- **EXPLORER LE DOCUMENT**
(a) Recopiez à l'identique le passage du texte sur la revue de gestion, en commençant par « C’est pour cela » et en continuant jusqu'à « et les obligations. ».
(b) D'après le texte sur la revue de gestion, par combien d'évaluateurs les articles sont-ils validés, et qui doit obligatoirement figurer parmi eux ?

- **TEXTE D'ÉTUDE**
* * *
Au contraire, elle entend rayonner sur les sites internationaux. Elle s’enorgueillit de compter parmi nos auteurs un étranger sur deux et de faire valider nos articles non pas seulement par deux évaluateurs, mais bien par trois puisque l’un est obligatoirement un chercheur étranger.
C’est pour cela que ce numéro 319, de la plus ancienne revue francophone de gestion, entend continuer loin des sérails et autres connivences, de faire émerger une jeune recherche africaine, des contributions nord-américaine, des nouveautés venues de l’Asie et de la péninsule arabique sans oublier bien sûr l’apport français et européen.
Ce n’est pas pour rien non plus que rare, voire unique, parmi les revues de recherche en gestion, nous entendons appartenir à la presse française et à en respecter les normes et les obligations.
Notre participation au Conseil d’Administration du Conseil de Déontologie Journalistique et de Médiation dont nous tenons à publier ici la recommandation pour « le traitement des questions scientifiques » (page 91) est le signe de notre attachement à l’éthique de publication et de la recherche[4] !
C’est un plaisir de voir comme des chercheurs qui ont commencé à publier dans notre revue, sont ensuite happés par des consœurs plus étoilées, confirmant en cela notre longue tradition de découvreurs de talents. Dans le numéro de nos 50 ans en 2015, nous avions repris cette longue, très longue kyrielle d’éminents professeurs qui avaient été tout d’abord nos contributeurs. « C’est avoir tort que d’avoir raison trop tôt[5] » !
* * *
- **DONNÉES EXTRAITES**
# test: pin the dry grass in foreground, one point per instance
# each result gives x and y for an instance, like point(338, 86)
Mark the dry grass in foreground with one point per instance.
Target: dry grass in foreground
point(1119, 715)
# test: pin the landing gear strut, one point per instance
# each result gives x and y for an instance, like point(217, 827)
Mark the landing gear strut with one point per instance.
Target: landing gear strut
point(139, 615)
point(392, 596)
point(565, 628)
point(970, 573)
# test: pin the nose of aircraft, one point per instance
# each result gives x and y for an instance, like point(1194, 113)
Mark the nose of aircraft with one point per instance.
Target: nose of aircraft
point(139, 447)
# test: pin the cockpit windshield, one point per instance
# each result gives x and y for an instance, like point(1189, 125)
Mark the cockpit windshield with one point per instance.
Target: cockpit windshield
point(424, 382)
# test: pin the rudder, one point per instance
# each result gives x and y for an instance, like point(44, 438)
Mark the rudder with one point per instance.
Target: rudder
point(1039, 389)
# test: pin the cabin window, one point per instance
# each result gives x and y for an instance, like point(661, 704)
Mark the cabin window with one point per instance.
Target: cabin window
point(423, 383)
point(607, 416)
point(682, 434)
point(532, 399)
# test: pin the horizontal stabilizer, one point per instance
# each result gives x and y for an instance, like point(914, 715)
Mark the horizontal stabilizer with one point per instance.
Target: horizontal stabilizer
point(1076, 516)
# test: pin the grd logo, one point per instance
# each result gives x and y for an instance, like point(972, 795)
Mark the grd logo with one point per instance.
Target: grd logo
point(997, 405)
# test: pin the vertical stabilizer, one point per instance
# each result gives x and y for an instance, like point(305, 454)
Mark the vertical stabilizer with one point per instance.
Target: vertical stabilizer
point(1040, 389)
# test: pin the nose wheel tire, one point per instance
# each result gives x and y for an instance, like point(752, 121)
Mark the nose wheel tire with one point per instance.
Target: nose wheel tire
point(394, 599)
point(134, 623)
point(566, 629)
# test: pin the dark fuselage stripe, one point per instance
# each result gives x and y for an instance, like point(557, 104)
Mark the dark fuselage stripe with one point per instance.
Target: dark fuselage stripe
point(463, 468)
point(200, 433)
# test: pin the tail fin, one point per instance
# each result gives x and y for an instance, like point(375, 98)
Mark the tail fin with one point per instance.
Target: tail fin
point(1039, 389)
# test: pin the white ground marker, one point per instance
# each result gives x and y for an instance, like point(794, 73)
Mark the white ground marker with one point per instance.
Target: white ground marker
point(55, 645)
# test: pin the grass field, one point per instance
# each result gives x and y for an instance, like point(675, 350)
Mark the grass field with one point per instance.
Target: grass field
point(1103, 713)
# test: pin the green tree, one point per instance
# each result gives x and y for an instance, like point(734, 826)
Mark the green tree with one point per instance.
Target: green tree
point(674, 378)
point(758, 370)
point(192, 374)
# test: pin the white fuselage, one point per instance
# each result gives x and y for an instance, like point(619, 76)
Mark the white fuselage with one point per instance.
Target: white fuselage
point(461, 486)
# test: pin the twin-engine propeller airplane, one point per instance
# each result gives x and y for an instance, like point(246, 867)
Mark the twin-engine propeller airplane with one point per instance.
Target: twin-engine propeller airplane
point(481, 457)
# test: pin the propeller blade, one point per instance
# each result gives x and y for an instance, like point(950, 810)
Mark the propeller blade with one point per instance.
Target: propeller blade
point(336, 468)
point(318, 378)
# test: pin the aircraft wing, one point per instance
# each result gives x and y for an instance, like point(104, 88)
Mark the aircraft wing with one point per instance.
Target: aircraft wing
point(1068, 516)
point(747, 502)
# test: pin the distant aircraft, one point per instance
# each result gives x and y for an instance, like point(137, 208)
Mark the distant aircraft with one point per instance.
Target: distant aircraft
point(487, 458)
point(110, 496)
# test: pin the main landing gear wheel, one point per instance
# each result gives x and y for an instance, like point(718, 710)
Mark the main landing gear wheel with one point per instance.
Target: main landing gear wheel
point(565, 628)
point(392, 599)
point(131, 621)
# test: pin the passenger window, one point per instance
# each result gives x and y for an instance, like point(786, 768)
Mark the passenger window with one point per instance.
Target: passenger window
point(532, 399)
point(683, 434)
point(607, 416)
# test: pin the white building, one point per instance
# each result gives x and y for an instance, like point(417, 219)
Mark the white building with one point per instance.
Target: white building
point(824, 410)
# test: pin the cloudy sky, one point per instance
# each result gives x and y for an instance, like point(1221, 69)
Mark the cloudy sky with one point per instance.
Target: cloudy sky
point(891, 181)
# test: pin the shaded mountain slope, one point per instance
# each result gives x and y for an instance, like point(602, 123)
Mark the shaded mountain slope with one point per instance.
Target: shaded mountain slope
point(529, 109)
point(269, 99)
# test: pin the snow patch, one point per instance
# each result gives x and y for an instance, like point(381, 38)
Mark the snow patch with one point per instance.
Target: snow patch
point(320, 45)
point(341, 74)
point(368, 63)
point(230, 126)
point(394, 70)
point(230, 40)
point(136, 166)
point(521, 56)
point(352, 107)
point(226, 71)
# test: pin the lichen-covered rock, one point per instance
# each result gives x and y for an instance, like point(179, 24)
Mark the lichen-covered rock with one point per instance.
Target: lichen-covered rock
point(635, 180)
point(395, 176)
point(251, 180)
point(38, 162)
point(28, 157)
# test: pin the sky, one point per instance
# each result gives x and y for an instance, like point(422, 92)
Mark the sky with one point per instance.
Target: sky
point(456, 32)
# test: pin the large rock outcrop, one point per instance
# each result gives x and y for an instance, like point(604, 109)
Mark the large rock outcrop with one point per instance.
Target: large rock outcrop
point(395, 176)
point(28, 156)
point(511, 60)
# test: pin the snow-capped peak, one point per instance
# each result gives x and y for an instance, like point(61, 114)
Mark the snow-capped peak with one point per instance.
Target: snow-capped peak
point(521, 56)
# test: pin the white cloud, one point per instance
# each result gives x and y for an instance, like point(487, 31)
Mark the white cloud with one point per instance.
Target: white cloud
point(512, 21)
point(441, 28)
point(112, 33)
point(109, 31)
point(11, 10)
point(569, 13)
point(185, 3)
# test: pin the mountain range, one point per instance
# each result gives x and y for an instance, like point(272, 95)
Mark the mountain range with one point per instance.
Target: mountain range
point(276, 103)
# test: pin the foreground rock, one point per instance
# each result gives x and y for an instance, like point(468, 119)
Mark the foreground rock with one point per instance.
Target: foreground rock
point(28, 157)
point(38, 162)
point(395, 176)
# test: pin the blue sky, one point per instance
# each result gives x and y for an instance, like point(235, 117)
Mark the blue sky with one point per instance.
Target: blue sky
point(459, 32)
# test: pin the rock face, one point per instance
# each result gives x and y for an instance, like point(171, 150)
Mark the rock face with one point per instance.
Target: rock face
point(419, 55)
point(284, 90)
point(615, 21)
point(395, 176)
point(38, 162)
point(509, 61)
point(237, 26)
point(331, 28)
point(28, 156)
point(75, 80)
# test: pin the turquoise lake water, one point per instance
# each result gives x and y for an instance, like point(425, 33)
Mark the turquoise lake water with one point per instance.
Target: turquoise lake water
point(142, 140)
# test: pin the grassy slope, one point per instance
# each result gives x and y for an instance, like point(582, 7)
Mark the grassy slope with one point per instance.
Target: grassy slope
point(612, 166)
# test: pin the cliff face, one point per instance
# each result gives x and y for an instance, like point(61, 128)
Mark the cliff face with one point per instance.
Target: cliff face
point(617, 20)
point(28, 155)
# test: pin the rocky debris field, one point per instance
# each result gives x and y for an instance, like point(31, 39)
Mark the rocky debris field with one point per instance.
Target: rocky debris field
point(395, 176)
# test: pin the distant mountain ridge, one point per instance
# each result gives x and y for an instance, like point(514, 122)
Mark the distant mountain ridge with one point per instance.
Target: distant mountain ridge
* * *
- **CORRIGÉ**
(a)
C’est pour cela que ce numéro 319, de la plus ancienne revue francophone de gestion, entend continuer loin des sérails et autres connivences, de faire émerger une jeune recherche africaine, des contributions nord-américaine, des nouveautés venues de l’Asie et de la péninsule arabique sans oublier bien sûr l’apport français et européen.
Ce n’est pas pour rien non plus que rare, voire unique, parmi les revues de recherche en gestion, nous entendons appartenir à la presse française et à en respecter les normes et les obligations.

(b) Par trois évaluateurs, dont l'un est obligatoirement un chercheur étranger.